=== Vorliegender Text ===

Gedanken zum Evangelium

Sie können sich vielleicht noch erinnern: Im Evangelium vom letzten Sonntag hat Jesus den Kern unseres Christseins zusammengefasst mit den Worten: „Gott lieben mit meinem ganzen Wesen und meinen Mitmenschen wie mich selbst.“ Ob mein Leben gelingt oder nicht, hängt davon ab. Es ist das alles Entscheidende. „Frömmigkeit und Gerechtigkeit, Gottes‑ und Nächstenliebe, gehören zusammen. Man kann nicht fromm sein, ohne gerecht zu sein, und man kann Gott nicht lieben, ohne seinen Nächsten zu lieben.“

Gott und den Nächsten lieben, das geht nur, wenn wir mit Hingabe, mit ganzem Herzen dabei sind. Will man darüber nachdenken, was der Glaube einem persönlich bedeutet, dann braucht man den Verstand. Aber man soll den Glauben auch erleben. Dazu muss man auf sein Herz hören. Und was man dann mit Kopf und Herz glaubt, muss man durch Taten ausdrücken. Kopf, Herz und Tat gehören zusammen.

===

Welche drei Dinge gehören laut dem letzten Absatz der Gedanken zum Evangelium zusammen?

=== Bereitgestellte Datensätze ===

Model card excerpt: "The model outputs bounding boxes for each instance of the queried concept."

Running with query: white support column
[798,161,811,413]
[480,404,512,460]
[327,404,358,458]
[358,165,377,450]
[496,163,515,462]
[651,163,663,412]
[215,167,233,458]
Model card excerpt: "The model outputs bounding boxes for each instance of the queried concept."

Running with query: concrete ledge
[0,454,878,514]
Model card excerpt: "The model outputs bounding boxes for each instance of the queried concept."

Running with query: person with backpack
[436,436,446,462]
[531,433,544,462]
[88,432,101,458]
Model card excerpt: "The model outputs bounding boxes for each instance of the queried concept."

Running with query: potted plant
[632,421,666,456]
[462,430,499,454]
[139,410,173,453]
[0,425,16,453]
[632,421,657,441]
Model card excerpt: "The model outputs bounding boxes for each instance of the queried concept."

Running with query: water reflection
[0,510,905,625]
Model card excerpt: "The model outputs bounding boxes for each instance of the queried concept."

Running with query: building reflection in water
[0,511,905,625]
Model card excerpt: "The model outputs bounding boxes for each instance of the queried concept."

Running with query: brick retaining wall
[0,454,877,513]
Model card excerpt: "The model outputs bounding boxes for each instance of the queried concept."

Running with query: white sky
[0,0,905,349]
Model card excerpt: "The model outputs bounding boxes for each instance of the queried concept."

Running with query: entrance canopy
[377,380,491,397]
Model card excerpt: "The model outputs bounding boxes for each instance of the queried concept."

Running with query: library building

===
=== Bereitgestellte Datensätze ===

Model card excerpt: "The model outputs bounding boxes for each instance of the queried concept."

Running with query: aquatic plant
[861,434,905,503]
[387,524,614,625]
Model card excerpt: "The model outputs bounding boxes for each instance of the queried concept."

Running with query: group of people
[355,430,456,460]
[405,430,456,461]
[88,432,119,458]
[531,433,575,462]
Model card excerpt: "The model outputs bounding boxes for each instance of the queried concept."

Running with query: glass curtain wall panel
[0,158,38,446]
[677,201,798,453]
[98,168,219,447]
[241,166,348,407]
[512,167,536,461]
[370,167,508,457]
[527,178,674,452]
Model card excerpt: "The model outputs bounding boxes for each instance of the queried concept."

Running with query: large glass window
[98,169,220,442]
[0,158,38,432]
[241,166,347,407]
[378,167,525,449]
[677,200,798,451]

===

**Ergebnis**
Kopf, Herz und Tat.